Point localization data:
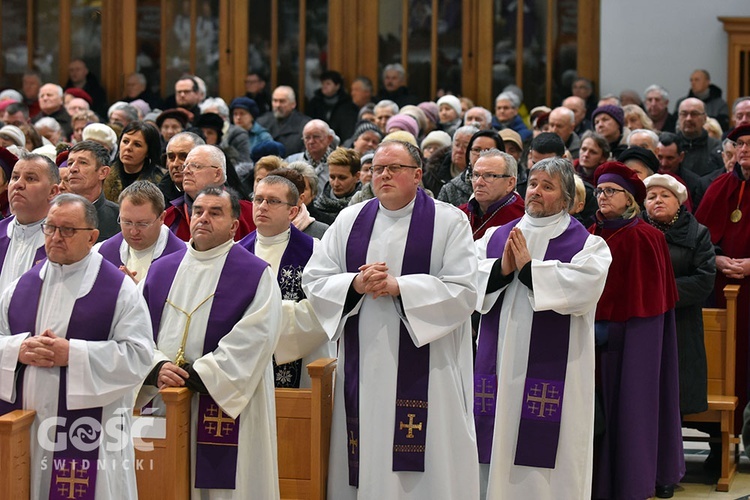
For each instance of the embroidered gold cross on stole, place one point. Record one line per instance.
(180, 358)
(485, 394)
(73, 485)
(217, 421)
(410, 426)
(353, 442)
(545, 401)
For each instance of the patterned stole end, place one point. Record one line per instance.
(217, 441)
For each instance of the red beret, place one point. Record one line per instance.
(80, 93)
(620, 174)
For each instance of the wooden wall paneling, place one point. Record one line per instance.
(588, 39)
(302, 55)
(367, 41)
(485, 50)
(64, 45)
(738, 52)
(551, 43)
(519, 44)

> [TRY IT]:
Would you give the data above again word for word, skipping any images?

> [SOLUTION]:
For each instance of the embroidered gold cross on stole, place one point. Record one line per instance.
(180, 358)
(485, 394)
(73, 485)
(217, 421)
(410, 426)
(353, 442)
(545, 401)
For each instance of the patterned stole end, place one point. Record one line per instance.
(217, 441)
For each instance of the red beret, place one point. Record one line per instance.
(80, 93)
(620, 174)
For each instance of the wooden wall paneling, place one point. Record one line per instance.
(588, 39)
(302, 55)
(367, 41)
(485, 50)
(64, 45)
(738, 52)
(551, 43)
(519, 44)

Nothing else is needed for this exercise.